:: Provided information

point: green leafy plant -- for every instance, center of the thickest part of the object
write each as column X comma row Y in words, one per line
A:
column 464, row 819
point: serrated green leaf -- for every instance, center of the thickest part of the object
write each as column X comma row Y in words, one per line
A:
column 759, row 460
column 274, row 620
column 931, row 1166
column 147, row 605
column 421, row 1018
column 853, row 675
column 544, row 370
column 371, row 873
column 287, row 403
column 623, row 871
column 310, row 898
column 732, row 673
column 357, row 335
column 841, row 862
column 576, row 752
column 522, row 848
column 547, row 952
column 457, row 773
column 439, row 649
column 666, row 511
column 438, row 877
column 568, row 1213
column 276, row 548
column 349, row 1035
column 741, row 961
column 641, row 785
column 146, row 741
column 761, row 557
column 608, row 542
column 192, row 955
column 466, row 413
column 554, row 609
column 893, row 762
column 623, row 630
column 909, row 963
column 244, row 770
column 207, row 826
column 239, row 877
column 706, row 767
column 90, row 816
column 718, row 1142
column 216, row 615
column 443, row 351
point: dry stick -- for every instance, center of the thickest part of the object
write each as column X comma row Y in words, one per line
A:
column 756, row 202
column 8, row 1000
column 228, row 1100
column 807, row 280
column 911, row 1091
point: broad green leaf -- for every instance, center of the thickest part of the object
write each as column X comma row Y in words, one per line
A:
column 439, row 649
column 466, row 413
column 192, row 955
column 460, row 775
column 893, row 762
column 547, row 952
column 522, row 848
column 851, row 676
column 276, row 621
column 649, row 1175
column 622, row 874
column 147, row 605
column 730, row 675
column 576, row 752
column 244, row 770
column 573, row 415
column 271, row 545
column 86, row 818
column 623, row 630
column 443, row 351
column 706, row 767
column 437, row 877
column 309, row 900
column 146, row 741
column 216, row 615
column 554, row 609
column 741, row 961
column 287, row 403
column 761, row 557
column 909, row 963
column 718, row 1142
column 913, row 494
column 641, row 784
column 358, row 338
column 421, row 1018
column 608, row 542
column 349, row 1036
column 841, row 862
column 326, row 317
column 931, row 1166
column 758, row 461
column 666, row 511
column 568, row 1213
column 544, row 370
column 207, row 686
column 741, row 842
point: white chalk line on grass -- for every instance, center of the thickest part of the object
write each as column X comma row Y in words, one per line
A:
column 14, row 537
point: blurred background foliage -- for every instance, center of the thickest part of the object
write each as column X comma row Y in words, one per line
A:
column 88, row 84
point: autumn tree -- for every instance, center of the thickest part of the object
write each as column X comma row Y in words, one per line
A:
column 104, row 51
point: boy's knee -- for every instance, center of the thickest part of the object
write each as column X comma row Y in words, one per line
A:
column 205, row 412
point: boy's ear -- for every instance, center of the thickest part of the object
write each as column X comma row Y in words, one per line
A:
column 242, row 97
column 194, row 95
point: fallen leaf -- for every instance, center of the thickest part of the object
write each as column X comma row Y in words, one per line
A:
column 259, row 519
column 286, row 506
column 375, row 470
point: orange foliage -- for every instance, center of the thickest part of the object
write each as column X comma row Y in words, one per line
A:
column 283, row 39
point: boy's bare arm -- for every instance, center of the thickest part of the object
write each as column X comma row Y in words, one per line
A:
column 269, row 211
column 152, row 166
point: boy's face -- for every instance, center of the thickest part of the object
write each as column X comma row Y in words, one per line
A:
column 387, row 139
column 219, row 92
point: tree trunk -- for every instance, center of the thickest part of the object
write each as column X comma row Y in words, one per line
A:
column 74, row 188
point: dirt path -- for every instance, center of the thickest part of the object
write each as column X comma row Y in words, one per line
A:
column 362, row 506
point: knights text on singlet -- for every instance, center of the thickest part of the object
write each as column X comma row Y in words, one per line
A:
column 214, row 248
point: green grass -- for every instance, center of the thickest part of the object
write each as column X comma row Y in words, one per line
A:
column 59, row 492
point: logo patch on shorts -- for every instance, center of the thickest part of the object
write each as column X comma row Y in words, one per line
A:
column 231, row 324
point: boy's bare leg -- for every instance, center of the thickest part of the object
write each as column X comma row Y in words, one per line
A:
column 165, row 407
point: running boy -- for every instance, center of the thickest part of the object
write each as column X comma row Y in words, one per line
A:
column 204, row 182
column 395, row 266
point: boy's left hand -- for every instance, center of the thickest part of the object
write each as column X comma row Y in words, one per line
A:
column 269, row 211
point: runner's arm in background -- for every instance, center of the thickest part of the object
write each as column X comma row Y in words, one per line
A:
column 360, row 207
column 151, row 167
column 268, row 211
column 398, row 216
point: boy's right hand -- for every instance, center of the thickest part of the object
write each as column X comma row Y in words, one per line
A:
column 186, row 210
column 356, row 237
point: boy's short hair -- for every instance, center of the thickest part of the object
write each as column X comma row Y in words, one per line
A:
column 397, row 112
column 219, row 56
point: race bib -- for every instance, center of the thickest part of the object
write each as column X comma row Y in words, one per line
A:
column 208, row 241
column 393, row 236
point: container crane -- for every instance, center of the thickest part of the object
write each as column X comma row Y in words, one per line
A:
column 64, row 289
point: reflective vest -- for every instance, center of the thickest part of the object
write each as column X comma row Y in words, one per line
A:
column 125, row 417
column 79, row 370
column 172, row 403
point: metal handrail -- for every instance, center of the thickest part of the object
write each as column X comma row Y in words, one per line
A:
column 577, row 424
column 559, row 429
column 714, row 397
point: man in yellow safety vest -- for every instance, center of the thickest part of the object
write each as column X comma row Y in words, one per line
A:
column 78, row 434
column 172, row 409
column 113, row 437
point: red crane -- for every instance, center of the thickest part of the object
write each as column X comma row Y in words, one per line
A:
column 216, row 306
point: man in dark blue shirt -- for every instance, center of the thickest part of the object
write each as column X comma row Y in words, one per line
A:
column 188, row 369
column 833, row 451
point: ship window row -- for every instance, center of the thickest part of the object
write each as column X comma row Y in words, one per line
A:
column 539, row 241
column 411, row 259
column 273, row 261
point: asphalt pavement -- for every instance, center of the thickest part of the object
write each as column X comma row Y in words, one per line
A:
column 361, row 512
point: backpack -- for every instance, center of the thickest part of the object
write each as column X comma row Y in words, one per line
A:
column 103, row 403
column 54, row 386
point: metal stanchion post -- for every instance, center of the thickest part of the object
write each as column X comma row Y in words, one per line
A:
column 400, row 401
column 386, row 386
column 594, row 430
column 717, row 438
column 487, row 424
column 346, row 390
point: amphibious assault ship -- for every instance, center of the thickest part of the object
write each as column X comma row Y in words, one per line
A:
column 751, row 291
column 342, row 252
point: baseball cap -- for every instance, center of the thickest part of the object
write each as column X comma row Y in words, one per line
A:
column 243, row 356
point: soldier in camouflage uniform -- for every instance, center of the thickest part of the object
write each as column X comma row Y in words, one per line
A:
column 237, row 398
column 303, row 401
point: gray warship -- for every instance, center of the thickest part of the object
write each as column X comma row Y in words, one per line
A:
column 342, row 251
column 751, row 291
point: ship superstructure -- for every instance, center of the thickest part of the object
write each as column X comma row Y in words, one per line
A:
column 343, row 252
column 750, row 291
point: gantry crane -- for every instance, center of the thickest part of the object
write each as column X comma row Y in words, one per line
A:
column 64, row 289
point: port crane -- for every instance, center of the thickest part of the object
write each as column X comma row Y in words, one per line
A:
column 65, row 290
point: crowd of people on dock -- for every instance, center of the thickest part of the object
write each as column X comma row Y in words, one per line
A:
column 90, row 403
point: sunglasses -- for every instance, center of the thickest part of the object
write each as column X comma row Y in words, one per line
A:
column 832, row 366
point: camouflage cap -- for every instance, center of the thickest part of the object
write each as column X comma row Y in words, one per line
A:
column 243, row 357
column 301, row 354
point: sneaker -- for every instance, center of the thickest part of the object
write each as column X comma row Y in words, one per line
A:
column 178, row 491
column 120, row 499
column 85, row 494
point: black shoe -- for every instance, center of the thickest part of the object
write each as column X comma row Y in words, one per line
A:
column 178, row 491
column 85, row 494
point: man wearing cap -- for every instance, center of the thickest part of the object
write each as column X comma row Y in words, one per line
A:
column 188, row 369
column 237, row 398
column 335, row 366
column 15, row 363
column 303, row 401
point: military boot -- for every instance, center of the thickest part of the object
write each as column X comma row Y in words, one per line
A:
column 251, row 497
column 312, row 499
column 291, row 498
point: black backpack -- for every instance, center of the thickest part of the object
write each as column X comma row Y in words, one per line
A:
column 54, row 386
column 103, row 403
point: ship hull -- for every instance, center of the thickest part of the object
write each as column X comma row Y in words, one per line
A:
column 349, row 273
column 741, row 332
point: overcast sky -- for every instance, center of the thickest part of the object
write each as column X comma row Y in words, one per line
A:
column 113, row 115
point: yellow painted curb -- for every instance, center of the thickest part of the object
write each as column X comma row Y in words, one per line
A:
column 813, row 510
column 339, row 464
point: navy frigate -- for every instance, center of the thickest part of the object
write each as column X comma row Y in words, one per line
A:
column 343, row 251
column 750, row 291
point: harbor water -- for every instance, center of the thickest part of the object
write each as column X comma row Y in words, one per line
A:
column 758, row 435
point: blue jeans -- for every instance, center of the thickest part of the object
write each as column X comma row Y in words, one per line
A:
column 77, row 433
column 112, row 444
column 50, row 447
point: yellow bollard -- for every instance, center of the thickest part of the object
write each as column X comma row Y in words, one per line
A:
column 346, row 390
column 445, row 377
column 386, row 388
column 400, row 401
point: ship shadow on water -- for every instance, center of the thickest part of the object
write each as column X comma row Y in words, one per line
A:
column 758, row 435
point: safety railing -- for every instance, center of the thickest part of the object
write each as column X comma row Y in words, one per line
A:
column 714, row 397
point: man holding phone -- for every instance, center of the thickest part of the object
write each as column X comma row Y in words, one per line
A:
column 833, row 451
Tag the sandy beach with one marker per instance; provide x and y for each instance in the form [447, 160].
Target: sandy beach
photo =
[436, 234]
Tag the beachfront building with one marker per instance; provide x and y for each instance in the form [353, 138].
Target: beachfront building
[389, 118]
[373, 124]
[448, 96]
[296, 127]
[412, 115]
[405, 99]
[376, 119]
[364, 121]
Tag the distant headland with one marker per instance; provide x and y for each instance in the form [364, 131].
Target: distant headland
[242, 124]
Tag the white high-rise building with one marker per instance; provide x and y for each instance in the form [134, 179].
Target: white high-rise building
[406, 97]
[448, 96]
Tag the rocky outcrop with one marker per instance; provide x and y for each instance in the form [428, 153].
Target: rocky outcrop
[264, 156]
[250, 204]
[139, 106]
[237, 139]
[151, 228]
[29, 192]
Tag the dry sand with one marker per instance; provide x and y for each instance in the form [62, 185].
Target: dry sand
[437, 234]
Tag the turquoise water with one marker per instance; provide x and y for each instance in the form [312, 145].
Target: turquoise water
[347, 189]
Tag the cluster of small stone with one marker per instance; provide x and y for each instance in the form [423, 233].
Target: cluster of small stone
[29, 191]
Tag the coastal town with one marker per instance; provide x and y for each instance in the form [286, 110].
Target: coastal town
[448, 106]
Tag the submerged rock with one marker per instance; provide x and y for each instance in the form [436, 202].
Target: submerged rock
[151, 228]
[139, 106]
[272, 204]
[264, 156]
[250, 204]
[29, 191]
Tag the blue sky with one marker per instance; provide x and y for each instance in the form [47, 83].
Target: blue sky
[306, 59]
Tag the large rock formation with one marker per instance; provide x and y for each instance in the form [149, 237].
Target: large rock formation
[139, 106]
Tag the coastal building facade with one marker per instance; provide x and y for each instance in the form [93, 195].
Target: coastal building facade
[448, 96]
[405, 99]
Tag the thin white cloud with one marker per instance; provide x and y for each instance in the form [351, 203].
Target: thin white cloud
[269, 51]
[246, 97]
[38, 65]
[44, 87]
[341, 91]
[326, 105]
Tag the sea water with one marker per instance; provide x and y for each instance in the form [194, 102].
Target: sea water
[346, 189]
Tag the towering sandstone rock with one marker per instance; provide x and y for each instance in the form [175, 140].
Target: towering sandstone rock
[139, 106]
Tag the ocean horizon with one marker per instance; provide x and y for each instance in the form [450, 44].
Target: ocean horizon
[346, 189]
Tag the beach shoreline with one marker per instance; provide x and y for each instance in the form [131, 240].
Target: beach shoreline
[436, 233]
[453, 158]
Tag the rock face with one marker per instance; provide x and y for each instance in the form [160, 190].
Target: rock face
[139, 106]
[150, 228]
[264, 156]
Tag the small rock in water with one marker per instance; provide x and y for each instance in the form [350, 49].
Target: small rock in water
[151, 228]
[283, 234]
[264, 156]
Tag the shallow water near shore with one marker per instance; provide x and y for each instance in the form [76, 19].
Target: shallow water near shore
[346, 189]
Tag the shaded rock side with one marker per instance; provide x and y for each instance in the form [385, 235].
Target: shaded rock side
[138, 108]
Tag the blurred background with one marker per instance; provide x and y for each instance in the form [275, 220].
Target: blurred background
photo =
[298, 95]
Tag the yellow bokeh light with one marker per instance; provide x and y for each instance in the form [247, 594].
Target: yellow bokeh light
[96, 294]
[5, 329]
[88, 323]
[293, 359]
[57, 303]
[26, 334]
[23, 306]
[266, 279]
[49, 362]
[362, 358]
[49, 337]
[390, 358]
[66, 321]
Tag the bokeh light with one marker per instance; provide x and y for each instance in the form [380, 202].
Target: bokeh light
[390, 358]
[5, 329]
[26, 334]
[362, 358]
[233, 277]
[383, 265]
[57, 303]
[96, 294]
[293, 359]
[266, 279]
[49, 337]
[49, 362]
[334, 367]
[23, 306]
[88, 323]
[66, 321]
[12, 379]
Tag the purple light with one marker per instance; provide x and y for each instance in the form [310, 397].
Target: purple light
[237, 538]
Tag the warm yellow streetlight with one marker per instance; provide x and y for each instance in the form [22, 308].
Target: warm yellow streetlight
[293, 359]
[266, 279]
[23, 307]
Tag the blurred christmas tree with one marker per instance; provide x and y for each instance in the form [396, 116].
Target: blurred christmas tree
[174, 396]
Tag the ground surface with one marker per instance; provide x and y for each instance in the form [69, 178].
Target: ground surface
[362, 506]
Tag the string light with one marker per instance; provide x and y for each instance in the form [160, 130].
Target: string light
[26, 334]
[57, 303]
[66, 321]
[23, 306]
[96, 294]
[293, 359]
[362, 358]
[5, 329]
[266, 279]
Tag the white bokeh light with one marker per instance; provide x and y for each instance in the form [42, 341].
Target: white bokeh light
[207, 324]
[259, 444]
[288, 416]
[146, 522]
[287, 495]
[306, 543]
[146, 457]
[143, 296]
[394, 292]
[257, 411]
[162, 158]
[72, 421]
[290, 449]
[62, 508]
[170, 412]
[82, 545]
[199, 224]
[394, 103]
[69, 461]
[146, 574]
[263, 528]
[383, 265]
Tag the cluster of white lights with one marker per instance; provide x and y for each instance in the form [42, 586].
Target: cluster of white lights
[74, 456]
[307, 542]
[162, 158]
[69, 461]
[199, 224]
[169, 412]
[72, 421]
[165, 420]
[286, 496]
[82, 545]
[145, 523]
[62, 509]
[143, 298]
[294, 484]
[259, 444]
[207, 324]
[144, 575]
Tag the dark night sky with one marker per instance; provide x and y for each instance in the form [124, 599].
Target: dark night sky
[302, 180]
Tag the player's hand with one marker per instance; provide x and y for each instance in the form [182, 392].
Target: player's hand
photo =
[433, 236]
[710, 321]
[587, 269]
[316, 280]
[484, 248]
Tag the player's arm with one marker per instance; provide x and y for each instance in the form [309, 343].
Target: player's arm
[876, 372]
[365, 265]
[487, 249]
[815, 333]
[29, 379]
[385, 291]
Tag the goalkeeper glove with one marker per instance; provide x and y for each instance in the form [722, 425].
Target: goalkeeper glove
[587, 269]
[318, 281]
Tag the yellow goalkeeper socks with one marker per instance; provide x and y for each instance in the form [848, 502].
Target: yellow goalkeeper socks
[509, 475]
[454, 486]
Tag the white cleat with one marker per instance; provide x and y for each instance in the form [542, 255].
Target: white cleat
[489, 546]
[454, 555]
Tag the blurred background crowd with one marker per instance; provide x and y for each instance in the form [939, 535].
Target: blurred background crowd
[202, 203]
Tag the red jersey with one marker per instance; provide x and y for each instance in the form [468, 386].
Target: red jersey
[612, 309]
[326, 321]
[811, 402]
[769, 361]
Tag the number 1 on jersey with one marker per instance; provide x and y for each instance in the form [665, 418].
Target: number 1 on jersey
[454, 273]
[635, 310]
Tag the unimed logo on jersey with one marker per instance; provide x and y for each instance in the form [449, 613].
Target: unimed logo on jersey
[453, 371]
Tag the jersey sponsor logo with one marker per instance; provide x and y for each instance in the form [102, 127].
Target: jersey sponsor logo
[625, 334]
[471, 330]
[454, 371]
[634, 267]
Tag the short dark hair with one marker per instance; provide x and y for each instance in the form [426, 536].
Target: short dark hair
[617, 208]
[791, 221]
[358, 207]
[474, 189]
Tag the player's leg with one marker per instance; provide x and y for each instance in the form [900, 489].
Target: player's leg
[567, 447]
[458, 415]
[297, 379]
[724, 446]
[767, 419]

::::

### Brief
Determine the number of lines in the entries that hold the string "foliage"; write that number and nothing else.

### Expected answer
2